(A portion of a data file)
========
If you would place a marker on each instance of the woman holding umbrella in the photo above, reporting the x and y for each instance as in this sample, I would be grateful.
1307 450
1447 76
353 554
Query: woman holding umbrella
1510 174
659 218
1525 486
========
→ Problem requirements
Copy every line of the records above verbatim, keeping each one unchanged and in its original order.

→ Solution to this task
If you would place a marker on each instance of the woman holding umbrella in the photo above, reporting the x and y for each instance as in this sample, I would be grateful.
1307 450
1447 76
353 554
Query: woman holding umbrella
1510 174
659 218
1525 486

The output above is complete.